**What is asked:**
**A.** According to the passage on prosodic phrases in Czech and English, how much faster were the Czech speakers than the English ones on average when all data are considered?
**B.** Carry on the passage about prosodic phrase length and articulation rate in Czech and English, starting after its last sentence.

**Extract provided:**
When expressed in the number of words, the effect of LANGUAGE on prosodic phrase length is marginally significant [χ²(1) = 2.88, p < 0.1], with phrases in English longer by 0.43 word on average (± 0.13 standard errors). This is not surprising, because although Czech phrases are longer when expressed in syllables, the analytical English uses many short words with a grammatical function, such as articles or prepositions, as opposed to the synthetic Czech which uses inflections to express grammatical relationships. The results are similar for the effect of PROSODIC BREAK TYPE [χ²(1) = 23.47, p < 0.0001], with phrases ending in BI4 being longer by 0.5–1.6 words than those ending in BI3. Tukey post-hoc tests reveal no significant effects of LANGUAGE (p > 0.1).

When only phrases ending in the BI4-type break and containing no disfluencies (BI4-d; see above) are considered, the difference between Czech and English phrases becomes even more pronounced [χ²(1) = 15.60, p < 0.0001]. As shown in the left part of Figure 2, prosodic phrases in Czech are, on average, by 1.72 (± 0.37 standard errors) syllables longer than those in English. Since the difference (as compared with the red confidence intervals in the left part of Figure 1) is attributable mostly to Czech, it seems that many of the shorter phrases ending in BI4 in Czech can be accounted for by some kind of disfluency (hesitation, prolongation, etc.). When expressed in words (in the right part of Figure 2), the tendency for longer phrases in English than in Czech is not significant [χ²(1) = 1.66, p > 0.1].

FIGURE 2

Figure 2. Number of syllables (left) and words (right) per prosodic phrase depending on LANGUAGE, only in BI4 phrases and with no disfluencies (BI4-d). ^***p < 0.001.

Another perspective on the length of prosodic phrases in Czech and English is provided by the histogram in Figure 3; again, only BI4-d phrases are shown. We can see that phrases in both languages are most typically quite short, with the most frequent phrase length around four to five syllables. The number of phrases which extend beyond eight syllables declines steadily in both languages. However, beyond the ten-syllable mark, the counts are consistently higher for Czech than for English; in other words, longer phrases are much more likely to be found in Czech than English, and the difference between the two languages in the previous two figures is, at least partially, caused by the prevalence of such extra-long phrases in Czech.

FIGURE 3

Figure 3. Distribution of number of syllables per prosodic phrase depending on LANGUAGE, only in BI4 phrases and with no disfluencies (BI4-d).

Turning to articulation rate, we can see in Figure 4 that the Czech speakers were slightly faster in their delivery than the English ones. When we consider all data (i.e., the relationships shown in red and blue), the LANGUAGE factor significantly affected articulation rate [χ²(1) = 5.38, p < 0.05], with Czech being faster by 0.76 (± 0.29 standard errors) syllables per second on average.

FIGURE 4

Figure 4. Articulation rate depending on LANGUAGE and PROSODIC BREAK TYPE (BI3 in blue, BI4 in red, and BI4-d in black). ^**p < 0.05; ^***p < 0.001.

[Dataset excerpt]
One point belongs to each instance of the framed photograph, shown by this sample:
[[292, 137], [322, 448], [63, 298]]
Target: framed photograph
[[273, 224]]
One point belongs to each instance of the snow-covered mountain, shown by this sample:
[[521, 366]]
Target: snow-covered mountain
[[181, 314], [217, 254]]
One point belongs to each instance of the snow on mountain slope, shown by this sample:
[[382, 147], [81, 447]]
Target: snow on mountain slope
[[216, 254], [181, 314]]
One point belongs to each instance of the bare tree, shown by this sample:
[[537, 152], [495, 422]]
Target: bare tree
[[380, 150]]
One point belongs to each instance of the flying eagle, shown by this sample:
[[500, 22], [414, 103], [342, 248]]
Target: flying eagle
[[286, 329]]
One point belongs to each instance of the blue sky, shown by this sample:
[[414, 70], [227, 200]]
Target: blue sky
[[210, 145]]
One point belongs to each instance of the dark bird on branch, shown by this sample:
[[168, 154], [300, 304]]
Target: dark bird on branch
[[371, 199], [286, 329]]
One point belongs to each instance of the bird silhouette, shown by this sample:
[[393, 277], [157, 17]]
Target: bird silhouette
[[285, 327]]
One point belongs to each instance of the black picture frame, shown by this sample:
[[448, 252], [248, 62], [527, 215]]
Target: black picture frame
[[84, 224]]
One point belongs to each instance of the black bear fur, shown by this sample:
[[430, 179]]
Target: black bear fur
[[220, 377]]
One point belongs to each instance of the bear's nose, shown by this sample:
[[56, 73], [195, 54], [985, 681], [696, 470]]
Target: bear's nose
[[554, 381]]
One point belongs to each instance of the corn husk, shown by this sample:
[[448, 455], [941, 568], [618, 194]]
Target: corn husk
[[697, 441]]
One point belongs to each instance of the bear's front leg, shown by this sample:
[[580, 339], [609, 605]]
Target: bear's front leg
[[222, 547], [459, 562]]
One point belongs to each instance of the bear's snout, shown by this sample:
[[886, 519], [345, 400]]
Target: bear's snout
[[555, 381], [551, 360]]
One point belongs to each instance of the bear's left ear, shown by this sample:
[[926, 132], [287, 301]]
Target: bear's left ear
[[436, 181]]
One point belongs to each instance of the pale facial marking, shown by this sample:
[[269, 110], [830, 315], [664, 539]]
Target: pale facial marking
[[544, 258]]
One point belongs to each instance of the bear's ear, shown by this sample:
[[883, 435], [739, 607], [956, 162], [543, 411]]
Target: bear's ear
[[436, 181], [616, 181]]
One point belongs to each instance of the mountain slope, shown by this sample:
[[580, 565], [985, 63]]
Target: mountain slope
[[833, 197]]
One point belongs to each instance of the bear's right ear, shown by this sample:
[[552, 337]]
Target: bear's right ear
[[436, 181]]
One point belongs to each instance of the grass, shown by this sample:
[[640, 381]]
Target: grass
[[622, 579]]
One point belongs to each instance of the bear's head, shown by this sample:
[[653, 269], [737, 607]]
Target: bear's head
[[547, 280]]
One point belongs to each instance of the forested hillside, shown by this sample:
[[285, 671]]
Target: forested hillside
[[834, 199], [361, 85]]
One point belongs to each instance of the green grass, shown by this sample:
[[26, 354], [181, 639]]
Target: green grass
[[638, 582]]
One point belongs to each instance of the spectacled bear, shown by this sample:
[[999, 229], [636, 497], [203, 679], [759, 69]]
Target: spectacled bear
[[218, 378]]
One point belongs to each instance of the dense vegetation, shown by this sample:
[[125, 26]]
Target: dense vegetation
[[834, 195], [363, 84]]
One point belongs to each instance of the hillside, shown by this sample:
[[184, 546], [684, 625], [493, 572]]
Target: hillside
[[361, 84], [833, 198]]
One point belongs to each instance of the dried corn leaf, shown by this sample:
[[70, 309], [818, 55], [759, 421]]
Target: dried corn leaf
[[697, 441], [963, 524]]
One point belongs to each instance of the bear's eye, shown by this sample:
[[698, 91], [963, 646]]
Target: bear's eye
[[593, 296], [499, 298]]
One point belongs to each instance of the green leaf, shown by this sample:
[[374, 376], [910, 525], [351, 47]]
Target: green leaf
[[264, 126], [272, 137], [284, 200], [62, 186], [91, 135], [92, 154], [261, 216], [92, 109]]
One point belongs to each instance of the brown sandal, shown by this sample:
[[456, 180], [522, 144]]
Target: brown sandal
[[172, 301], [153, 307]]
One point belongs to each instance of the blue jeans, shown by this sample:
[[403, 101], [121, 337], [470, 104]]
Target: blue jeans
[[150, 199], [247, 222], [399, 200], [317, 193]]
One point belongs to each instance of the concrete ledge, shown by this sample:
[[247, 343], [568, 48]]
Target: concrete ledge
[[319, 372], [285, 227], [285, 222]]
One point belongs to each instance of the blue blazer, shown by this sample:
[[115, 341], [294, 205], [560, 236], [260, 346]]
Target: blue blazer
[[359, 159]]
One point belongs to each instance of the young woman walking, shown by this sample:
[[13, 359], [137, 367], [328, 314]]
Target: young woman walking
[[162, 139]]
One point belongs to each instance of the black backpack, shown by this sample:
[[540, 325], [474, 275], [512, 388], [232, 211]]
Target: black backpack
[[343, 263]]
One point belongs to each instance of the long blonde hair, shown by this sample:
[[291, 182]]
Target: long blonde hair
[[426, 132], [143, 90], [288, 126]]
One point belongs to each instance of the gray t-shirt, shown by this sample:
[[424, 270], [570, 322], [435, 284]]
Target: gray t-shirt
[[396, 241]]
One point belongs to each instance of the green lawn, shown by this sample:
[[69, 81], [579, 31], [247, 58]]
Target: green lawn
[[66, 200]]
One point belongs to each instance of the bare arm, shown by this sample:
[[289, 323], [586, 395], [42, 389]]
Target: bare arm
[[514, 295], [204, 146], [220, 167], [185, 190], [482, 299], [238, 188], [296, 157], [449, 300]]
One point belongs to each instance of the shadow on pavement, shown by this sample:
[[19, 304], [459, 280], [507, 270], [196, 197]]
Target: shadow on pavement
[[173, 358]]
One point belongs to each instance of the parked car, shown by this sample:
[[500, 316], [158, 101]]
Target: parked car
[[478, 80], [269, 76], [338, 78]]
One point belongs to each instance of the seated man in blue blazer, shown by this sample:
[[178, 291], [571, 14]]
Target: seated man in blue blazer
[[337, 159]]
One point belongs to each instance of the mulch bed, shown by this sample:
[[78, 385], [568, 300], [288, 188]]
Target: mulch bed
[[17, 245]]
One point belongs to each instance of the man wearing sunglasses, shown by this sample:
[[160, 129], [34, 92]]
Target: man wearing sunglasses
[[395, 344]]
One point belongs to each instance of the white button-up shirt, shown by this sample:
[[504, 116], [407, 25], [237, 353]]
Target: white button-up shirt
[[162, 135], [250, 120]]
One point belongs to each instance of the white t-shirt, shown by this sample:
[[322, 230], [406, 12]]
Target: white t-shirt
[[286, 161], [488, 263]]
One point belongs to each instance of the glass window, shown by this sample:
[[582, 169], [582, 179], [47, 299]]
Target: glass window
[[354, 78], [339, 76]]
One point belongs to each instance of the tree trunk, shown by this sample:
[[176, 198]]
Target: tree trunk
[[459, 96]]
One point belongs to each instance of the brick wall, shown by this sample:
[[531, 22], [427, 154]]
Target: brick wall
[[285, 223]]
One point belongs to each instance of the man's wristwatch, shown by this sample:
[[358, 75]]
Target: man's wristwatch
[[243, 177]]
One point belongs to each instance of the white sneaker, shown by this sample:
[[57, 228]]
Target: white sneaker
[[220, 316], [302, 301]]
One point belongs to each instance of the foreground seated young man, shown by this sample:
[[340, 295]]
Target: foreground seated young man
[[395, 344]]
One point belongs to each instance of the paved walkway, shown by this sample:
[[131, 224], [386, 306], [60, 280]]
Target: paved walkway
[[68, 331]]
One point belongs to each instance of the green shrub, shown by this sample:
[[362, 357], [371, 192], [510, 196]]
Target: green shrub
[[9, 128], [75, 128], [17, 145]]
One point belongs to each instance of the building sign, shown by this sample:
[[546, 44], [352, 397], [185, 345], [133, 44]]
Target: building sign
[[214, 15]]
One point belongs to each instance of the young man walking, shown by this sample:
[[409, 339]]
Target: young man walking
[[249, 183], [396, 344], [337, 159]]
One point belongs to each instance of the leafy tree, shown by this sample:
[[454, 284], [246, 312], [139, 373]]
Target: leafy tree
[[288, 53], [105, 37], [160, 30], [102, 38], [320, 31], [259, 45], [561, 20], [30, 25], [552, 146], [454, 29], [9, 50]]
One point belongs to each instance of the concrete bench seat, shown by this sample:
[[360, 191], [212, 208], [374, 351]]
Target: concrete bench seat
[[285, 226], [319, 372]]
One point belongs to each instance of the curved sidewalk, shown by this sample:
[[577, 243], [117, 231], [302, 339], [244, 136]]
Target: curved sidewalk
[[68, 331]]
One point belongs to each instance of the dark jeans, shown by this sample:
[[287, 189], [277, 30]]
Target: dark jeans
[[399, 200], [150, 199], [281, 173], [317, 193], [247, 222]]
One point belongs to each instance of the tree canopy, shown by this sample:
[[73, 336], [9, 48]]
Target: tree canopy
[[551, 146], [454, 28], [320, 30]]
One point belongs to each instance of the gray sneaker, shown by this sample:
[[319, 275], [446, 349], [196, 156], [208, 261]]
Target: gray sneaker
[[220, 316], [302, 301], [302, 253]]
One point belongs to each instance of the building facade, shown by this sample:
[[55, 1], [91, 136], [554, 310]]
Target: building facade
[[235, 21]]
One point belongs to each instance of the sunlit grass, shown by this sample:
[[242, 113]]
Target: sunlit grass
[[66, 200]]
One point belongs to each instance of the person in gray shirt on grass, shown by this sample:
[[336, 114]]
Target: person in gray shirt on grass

**Answer list:**
**A.** By 0.76 syllables per second (± 0.29 standard errors).

**B.**
The effect of PROSODIC BREAK TYPE is not significant [χ²(1) = 0.26, p > 0.6]. When only BI4-d phrases (i.e., those featuring no disfluencies) are taken into account, the difference is significant [χ²(1) = 8.69, p < 0.001], with the difference between the two languages approaching one syllable per second: on average 0.96 (± 0.31 standard errors) syllables/s.

Melodic Patterning

First of all, we will examine melodic range in entire prosodic phrases. When expressed as the standard deviation of f₀ in each prosodic phrase, Figure 5 shows that the speakers’ LANGUAGE affected pitch range significantly [χ²(1) = 15.98, p < 0.0001]. On average, f₀ standard deviation in English was by 0.78 (± 0.15 standard errors) ST larger than in Czech. PROSODIC BREAK TYPE (BI4 or BI3) also significantly affected the standard deviation of f₀ in prosodic phrases [χ²(1) = 26.74, p < 0.0001], with differences between speakers ranging between 0.08 and 0.94 ST. Post-hoc tests, whose results are indicated using asterisks in the figure, indicate significant differences between f₀ standard deviation across languages: melodic range is higher in English than in Czech phrases ending in BI4 (p < 0.0001), as well as BI3 (p < 0.001). In addition, f₀ standard deviation in minor (BI3) phrases is, in each language, significantly lower than in major (BI4) phrases (p < 0.0001).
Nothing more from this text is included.